■ **TASK BRIEF**:
Rename "goalie" to "goalkeeper" in the lines of the records between the one holding "# test: point out the goal frame, one" and the one holding "[(218, 182)]", inclusive, and give those lines back with everything else unchanged. Leave the pictures out of your answer.

■ **RECORDS FOR PROCESSING**:
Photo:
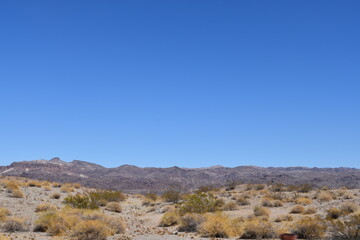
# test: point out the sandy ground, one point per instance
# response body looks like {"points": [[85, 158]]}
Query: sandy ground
{"points": [[142, 221]]}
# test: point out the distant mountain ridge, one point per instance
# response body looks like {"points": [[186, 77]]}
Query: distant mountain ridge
{"points": [[136, 179]]}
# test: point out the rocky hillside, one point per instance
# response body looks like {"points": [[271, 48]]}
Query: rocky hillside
{"points": [[136, 179]]}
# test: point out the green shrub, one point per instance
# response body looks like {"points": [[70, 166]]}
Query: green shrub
{"points": [[199, 203]]}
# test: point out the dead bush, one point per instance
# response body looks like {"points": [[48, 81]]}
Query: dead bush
{"points": [[190, 222], [309, 210], [14, 225], [91, 230], [310, 228], [258, 229], [261, 212], [324, 196], [219, 226], [169, 219], [4, 213], [242, 201], [284, 218], [230, 206], [333, 213], [346, 229], [55, 196], [348, 207], [113, 207], [45, 207], [297, 209]]}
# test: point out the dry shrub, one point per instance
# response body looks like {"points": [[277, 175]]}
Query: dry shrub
{"points": [[151, 196], [271, 203], [34, 184], [17, 193], [346, 229], [310, 228], [261, 211], [124, 237], [303, 201], [309, 210], [55, 196], [172, 195], [11, 185], [190, 222], [113, 207], [199, 203], [80, 201], [67, 188], [220, 226], [14, 225], [278, 187], [284, 218], [242, 201], [91, 230], [102, 196], [57, 185], [348, 195], [348, 207], [297, 209], [47, 188], [230, 206], [4, 213], [59, 223], [333, 213], [45, 207], [258, 229], [169, 219], [324, 196], [3, 237], [259, 187], [76, 185]]}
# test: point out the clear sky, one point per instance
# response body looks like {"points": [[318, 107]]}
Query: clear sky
{"points": [[186, 83]]}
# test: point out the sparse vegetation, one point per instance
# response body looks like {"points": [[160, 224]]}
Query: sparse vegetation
{"points": [[258, 229], [80, 201], [219, 226], [113, 207], [4, 213], [172, 196], [13, 224], [169, 219], [191, 222], [346, 229], [261, 212], [297, 209], [199, 203], [45, 207], [310, 228], [85, 213]]}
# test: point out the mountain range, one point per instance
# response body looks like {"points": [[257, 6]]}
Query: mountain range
{"points": [[130, 178]]}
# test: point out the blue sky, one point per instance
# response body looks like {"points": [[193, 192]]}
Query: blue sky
{"points": [[185, 83]]}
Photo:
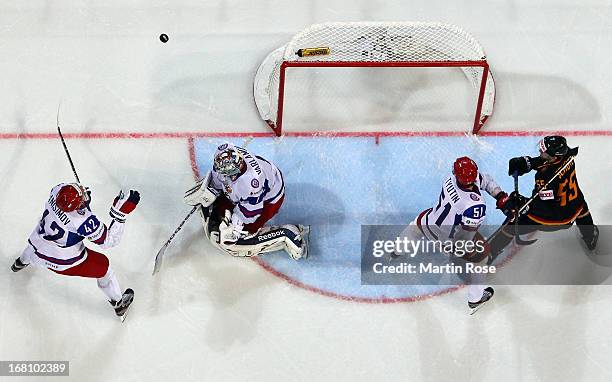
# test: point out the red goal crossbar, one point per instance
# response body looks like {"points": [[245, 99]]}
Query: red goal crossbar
{"points": [[478, 121]]}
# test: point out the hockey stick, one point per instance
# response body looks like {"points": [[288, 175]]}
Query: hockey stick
{"points": [[160, 254], [59, 131], [523, 209], [517, 236]]}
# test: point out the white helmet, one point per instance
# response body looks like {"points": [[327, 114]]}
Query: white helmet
{"points": [[227, 160]]}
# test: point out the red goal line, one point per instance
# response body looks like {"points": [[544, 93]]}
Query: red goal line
{"points": [[374, 134]]}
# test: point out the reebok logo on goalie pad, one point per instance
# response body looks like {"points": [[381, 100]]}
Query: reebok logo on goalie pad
{"points": [[271, 235]]}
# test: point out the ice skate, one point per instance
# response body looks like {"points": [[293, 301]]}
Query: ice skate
{"points": [[486, 296], [18, 265], [122, 306], [591, 242]]}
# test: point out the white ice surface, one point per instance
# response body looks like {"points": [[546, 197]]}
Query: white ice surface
{"points": [[209, 317]]}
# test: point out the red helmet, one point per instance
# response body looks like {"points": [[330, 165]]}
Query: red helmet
{"points": [[465, 171], [71, 197]]}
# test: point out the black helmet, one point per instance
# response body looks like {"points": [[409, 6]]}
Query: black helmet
{"points": [[554, 145]]}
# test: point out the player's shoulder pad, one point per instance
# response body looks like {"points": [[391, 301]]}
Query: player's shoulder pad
{"points": [[89, 226], [474, 215]]}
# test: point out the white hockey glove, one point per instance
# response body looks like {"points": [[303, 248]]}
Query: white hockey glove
{"points": [[201, 193], [124, 204]]}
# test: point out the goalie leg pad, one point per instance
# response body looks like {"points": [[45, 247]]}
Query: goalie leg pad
{"points": [[270, 239]]}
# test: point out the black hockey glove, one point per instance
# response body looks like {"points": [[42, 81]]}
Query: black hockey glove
{"points": [[508, 204]]}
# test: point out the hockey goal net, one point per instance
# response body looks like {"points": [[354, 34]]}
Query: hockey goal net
{"points": [[371, 48]]}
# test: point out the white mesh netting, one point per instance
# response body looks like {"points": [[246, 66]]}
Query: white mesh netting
{"points": [[431, 44]]}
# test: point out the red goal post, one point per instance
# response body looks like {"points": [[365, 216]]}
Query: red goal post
{"points": [[374, 44]]}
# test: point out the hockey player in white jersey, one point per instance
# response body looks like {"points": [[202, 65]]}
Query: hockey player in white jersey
{"points": [[237, 197], [56, 243], [459, 213]]}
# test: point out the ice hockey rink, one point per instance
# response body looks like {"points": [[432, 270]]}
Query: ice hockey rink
{"points": [[141, 114]]}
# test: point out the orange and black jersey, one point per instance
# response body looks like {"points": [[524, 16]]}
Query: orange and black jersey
{"points": [[562, 201]]}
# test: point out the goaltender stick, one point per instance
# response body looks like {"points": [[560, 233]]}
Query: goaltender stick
{"points": [[242, 193]]}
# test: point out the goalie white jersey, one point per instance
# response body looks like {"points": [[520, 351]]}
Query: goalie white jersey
{"points": [[261, 183], [457, 207], [58, 238]]}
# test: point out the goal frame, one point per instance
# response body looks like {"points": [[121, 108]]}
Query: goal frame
{"points": [[478, 121], [404, 44]]}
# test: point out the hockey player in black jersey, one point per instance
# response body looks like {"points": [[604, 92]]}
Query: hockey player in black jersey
{"points": [[557, 206]]}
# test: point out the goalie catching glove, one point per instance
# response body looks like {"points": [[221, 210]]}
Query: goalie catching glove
{"points": [[124, 204], [201, 193]]}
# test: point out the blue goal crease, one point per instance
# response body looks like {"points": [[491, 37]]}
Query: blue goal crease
{"points": [[337, 184]]}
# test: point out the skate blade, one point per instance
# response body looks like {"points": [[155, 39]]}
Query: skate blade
{"points": [[475, 309], [305, 233]]}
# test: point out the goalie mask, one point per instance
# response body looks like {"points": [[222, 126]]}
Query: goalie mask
{"points": [[228, 161], [72, 197], [465, 171]]}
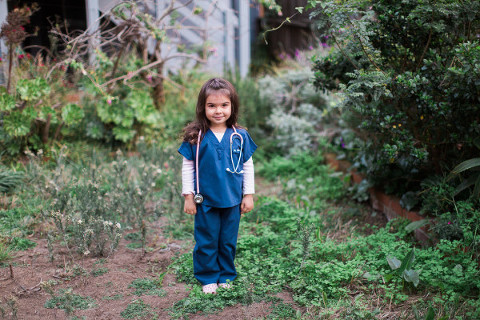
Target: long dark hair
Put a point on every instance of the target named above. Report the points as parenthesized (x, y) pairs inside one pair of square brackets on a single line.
[(190, 132)]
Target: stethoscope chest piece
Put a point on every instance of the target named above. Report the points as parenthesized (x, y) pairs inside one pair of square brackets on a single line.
[(198, 198)]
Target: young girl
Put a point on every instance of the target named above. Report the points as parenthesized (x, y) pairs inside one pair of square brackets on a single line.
[(218, 182)]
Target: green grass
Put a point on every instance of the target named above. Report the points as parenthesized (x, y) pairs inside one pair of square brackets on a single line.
[(147, 286), (96, 272), (138, 309), (69, 301), (323, 254)]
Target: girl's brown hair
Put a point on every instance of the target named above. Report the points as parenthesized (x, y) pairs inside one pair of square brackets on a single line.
[(190, 132)]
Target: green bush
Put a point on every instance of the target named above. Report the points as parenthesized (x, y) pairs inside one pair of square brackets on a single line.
[(408, 74)]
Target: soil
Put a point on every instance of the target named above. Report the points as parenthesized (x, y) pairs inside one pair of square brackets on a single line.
[(22, 281), (111, 289)]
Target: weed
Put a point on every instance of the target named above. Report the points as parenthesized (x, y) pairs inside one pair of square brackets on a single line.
[(5, 252), (137, 309), (69, 301), (21, 243), (9, 307), (146, 286), (114, 297), (99, 271)]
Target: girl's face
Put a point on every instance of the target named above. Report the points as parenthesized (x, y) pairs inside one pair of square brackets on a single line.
[(218, 108)]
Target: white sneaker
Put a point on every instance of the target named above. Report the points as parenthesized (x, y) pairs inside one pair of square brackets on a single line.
[(210, 288)]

■ **ANSWER TO THE TASK**:
# test: point out the goal frame, one point per instance
# response body looks like {"points": [[121, 108]]}
Query: goal frame
{"points": [[478, 121], [404, 44]]}
# test: point out the hockey player in black jersey, one point per instance
# response body looks like {"points": [[604, 92]]}
Query: hockey player in black jersey
{"points": [[557, 206]]}
# test: point out the goalkeeper catching glove, one point per instance
# response body looks like {"points": [[221, 210]]}
Query: goalkeeper catching glove
{"points": [[124, 204], [201, 193]]}
# test: point out the blue goal crease, one point per instance
# response body looks like {"points": [[491, 37]]}
Query: blue goal crease
{"points": [[337, 184]]}
# test: point out the skate blade, one point per instance
# response body looks like {"points": [[155, 39]]}
Query: skate blade
{"points": [[475, 309], [305, 233]]}
# test: point out the goalkeeper mask, one point per instance
# response body looks like {"points": [[222, 126]]}
Query: goalkeeper mask
{"points": [[228, 161], [72, 197], [465, 171]]}
Target: long dark hair
Put a point on every instance of the target named above. Report the points as parenthesized (x, y) pairs inside one pair of square brackets on a single line.
[(190, 132)]
Target: stethoscope chest piece
Put a point on every instance of the target named above. Report the points as parenthesized (x, y) pairs inside one pair of square brackets on a single line.
[(198, 198)]
Target: young girl
Put a point on every instance of the target named above. Report the points as parenthesized (x, y) pairs inside one pair of square brackets on a single line.
[(218, 182)]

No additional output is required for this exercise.